TASK INSTRUCTIONS ▸
How many lines in the rows below contain the word "hair"? Reply with the number alone.

━━ THE RECORDS

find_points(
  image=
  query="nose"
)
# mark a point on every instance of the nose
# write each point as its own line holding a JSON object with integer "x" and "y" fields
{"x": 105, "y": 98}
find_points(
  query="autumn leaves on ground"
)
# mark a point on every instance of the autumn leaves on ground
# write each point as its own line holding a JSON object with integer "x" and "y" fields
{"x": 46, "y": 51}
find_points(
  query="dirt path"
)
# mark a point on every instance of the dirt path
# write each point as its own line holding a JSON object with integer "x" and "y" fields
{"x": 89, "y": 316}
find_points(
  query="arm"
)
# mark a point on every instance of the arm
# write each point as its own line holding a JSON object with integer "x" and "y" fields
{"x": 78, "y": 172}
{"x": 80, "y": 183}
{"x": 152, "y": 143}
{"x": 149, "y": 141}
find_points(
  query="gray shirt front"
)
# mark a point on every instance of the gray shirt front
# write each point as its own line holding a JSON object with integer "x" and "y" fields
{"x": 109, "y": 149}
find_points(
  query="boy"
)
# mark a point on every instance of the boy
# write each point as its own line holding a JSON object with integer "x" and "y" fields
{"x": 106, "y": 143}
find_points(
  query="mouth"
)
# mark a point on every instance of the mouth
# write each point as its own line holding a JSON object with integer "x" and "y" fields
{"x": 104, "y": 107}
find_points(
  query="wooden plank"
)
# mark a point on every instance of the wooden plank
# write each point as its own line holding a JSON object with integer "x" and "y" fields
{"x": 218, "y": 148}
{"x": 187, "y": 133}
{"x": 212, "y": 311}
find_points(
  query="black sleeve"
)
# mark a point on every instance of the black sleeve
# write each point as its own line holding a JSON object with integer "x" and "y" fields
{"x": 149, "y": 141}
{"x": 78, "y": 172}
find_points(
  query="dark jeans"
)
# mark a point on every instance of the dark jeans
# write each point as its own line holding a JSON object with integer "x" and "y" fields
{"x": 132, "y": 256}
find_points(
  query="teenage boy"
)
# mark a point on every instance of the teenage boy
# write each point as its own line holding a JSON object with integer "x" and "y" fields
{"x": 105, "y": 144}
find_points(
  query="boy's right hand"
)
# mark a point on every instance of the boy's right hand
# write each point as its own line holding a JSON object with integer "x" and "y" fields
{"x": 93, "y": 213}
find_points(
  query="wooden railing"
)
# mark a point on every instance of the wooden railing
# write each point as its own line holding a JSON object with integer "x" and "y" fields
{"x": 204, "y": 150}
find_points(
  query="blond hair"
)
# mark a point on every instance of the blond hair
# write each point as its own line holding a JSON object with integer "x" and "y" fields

━━━━

THE OUTPUT ▸
2